**DOCUMENT SEGMENT**
_ _ _ _ _ _ _

Vortex keratopathy after photorefractive keratectomy in a patient on long-term clozapine treatment
Medical hypothesis, discovery & innovation in optometry,
Vol. 3 No. 4 (2022),
14 January 2023
AbstractBackground: Vortex keratopathy is a corneal entity characterized by corneal deposits at the level of the basal epithelium in the form of a whorl-like pattern in the interpalpebral portions of the cornea. Medications such as amiodarone, chloroquine, hydroxychloroquine, indomethacin, phenothiazines, ibuprofen, and naproxen bind to the cellular lipids of the basal epithelial layer of the cornea, producing a characteristic whorl pattern. Here, we report a case of bilateral central vortex keratopathy with slight vision impairment 3 weeks after uneventful photorefractive keratectomy (PRK) in a woman on long-term clozapine treatment.

_ _ _ _ _ _ _

**INFORMATION**

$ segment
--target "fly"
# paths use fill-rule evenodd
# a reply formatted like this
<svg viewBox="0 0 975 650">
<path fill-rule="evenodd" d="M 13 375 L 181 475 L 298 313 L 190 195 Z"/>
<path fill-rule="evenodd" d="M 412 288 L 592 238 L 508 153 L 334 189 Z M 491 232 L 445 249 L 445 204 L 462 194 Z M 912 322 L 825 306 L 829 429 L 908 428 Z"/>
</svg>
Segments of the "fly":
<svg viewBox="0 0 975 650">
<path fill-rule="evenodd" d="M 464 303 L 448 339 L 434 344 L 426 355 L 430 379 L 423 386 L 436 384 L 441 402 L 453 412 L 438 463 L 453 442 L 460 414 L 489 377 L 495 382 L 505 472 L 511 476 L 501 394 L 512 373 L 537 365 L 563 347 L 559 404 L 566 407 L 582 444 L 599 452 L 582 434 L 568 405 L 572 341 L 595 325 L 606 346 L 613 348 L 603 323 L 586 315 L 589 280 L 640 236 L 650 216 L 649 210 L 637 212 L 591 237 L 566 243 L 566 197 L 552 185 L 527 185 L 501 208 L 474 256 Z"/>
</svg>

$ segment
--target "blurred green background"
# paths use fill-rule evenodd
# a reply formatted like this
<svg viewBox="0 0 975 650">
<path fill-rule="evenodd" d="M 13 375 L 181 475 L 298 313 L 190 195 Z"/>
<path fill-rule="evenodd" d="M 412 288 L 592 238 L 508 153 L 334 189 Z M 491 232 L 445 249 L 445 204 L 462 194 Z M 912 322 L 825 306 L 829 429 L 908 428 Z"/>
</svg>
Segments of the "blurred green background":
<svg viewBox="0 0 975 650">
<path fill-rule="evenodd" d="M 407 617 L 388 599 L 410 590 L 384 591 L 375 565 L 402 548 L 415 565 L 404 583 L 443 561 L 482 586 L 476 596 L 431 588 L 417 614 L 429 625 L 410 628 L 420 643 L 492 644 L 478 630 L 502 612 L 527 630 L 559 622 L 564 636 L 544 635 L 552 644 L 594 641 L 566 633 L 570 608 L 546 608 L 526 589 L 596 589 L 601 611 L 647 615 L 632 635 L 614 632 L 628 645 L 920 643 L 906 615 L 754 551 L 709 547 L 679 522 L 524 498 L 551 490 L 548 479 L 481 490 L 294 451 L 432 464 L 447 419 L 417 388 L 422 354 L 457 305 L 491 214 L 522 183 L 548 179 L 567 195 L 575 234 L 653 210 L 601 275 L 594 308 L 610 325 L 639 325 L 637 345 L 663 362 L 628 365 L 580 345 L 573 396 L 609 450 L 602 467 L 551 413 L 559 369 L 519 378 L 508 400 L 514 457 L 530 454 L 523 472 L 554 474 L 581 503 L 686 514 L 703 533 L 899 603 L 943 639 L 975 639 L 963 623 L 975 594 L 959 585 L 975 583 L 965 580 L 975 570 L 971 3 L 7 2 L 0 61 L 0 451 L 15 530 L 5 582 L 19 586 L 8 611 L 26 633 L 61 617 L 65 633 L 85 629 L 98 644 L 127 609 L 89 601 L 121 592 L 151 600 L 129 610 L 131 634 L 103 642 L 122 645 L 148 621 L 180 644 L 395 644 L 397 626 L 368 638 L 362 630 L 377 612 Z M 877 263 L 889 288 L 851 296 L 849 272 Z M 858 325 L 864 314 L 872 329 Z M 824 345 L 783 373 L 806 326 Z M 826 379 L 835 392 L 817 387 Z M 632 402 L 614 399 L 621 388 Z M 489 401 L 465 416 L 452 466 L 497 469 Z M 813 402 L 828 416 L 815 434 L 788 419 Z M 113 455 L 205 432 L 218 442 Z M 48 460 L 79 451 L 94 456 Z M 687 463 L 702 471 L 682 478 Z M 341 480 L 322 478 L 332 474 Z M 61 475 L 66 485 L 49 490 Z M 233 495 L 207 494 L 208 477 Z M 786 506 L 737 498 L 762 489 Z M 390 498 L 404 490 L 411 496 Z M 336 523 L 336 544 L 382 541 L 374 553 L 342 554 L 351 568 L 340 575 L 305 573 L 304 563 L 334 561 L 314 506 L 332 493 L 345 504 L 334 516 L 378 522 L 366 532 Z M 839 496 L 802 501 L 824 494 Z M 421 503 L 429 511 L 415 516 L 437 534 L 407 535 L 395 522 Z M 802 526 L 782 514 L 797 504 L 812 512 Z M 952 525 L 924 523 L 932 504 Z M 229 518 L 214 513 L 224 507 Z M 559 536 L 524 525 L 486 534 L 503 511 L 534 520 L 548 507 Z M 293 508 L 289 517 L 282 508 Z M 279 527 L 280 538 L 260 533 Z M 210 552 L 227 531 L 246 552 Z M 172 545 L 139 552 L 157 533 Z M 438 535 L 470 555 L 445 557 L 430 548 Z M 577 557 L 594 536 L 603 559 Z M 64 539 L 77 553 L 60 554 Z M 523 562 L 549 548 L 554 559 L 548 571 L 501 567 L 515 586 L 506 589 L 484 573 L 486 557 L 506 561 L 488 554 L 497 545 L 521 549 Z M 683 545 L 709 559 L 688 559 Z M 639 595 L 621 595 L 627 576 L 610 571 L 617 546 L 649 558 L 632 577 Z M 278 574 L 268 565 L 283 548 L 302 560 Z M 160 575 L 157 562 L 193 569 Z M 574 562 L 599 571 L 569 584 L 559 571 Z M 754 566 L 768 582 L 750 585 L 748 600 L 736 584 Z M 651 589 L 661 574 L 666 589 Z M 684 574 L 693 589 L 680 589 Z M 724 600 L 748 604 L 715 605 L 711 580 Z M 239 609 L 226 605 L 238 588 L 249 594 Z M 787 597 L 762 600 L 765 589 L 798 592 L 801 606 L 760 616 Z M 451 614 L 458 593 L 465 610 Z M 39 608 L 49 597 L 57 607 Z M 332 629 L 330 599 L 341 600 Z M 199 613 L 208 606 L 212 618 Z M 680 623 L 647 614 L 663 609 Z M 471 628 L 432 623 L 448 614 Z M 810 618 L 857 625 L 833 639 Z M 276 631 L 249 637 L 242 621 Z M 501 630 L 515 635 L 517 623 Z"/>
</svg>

_ _ _ _ _ _ _

**EXERCISE DIRECTIONS**
According to the abstract, how long after photorefractive keratectomy did the patient's bilateral central vortex keratopathy appear?

**SOLUTION TO THIS EXERCISE**
It appeared 3 weeks after uneventful photorefractive keratectomy (PRK).